Questions on the material:
1) According to the piece on O'Shaughnessy's, which groups lodged the complaints against Tod? List each one.
2) Write out the passage from the piece on O'Shaughnessy's between "Prop 215 created" and "as a tabloid.", inclusive.

─── Selected excerpt ───

• What are O’Shaughnessy’s goals?
O’S was launched in 2003 at the urging of Tod Mikuriya, who essentially had created a new specialty —“cannabis clinician”— after Prop 215 passed. Tod was well aware that a medical specialty is defined by having a journal in which the practitioners can publish their findings and observations and keep up with developments in the field. One goal was to establish the credibility of the field itself — Cannabis Therapeutics.
• Then why doesn’t O’Shaughnessy’s try to look like a medical journal?
Prop 215 created this unique semi-legal status for cannabis —usable under California law but not under federal law. Which is not to say that California law was being implemented. The state medical board —which licenses physicians— accused Tod of violating a vague, arbitrarily applied “standard of care.” The complaints against him were lodged not by patients or their loved ones, but by sheriffs, cops and DAs who resented his willingness to approve cannabis use by people they were accustomed to busting. So O’S was conceived as a cross between a medical journal and a defense committee leaflet. And it came out as a tabloid.
Tod said, “I’m a townie, not a gownie. I care about reaching rank-and-file patients and my fellow clinicians —my real peers. I don’t care about the so-called prestige of appearing in a peer-reviewed journal. Some prestige! Recent events have exposed them as hot-beds of favoritism and outlets for ghostwriters in the employ of drug companies.”
• Does O’Shaughnessy’s have a website?

─── Data ───

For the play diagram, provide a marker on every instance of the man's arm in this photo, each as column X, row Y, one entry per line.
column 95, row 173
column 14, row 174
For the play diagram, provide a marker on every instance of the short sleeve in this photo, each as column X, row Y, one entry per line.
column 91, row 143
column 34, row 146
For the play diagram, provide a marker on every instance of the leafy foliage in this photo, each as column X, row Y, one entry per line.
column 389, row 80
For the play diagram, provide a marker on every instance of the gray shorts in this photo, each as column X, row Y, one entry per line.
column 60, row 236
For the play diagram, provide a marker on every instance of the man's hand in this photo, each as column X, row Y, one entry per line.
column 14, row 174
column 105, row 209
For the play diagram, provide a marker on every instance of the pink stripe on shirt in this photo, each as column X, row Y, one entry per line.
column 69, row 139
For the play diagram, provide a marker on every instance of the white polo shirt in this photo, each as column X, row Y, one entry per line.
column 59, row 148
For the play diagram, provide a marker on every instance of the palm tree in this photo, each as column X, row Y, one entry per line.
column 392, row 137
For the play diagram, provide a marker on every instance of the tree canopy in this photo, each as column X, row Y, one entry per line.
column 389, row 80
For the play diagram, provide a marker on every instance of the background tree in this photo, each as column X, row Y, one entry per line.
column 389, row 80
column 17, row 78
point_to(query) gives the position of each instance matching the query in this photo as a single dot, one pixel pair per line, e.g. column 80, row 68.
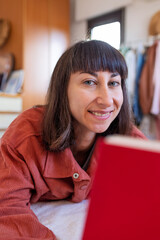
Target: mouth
column 101, row 114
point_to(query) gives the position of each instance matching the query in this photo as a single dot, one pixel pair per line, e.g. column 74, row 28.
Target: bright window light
column 109, row 33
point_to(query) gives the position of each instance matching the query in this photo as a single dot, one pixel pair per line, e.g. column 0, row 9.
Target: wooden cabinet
column 39, row 35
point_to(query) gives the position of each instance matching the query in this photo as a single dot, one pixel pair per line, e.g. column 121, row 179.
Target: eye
column 114, row 83
column 89, row 82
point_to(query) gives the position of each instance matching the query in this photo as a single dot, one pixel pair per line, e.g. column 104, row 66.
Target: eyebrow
column 91, row 73
column 115, row 74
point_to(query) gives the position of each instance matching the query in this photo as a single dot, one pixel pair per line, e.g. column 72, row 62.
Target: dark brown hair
column 86, row 56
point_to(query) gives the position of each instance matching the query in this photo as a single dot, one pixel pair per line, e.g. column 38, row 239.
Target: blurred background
column 34, row 34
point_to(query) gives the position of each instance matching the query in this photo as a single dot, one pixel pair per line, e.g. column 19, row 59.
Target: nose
column 104, row 96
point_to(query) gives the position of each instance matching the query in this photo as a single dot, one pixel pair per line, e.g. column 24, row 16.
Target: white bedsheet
column 64, row 218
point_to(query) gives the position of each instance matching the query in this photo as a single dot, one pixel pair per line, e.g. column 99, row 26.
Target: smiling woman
column 47, row 153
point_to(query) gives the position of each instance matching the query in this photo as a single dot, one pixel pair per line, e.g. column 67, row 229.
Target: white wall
column 137, row 16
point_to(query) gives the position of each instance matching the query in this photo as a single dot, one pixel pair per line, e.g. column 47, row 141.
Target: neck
column 83, row 139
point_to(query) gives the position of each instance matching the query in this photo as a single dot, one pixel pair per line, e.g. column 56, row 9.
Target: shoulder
column 28, row 123
column 135, row 132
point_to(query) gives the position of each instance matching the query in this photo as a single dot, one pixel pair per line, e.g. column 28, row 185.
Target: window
column 108, row 28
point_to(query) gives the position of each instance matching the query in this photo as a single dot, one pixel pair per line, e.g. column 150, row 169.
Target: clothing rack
column 141, row 43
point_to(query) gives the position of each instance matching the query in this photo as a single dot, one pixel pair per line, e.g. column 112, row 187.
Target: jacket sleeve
column 17, row 221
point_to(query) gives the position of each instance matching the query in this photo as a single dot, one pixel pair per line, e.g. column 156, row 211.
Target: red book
column 125, row 198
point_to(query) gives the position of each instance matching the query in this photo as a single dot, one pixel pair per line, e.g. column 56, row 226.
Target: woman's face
column 95, row 99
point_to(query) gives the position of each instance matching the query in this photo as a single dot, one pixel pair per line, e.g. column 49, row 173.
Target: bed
column 64, row 218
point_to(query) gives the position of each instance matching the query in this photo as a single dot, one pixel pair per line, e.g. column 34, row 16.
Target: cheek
column 119, row 99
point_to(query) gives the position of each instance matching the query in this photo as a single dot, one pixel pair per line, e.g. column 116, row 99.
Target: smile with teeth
column 100, row 114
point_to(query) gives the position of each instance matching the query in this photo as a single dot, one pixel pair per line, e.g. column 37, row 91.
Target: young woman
column 47, row 153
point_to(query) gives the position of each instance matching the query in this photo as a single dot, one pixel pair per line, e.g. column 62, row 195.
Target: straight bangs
column 93, row 56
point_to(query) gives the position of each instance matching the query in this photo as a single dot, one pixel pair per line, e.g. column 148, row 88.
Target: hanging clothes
column 146, row 87
column 155, row 108
column 138, row 115
column 130, row 58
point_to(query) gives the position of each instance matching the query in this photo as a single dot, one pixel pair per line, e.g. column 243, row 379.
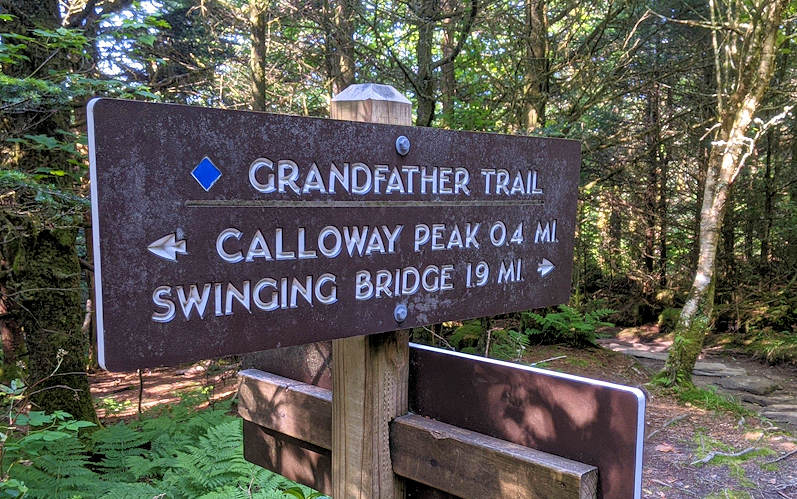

───

Exercise answers:
1) Sheriffs, cops, and DAs.

2)
Prop 215 created this unique semi-legal status for cannabis —usable under California law but not under federal law. Which is not to say that California law was being implemented. The state medical board —which licenses physicians— accused Tod of violating a vague, arbitrarily applied “standard of care.” The complaints against him were lodged not by patients or their loved ones, but by sheriffs, cops and DAs who resented his willingness to approve cannabis use by people they were accustomed to busting. So O’S was conceived as a cross between a medical journal and a defense committee leaflet. And it came out as a tabloid.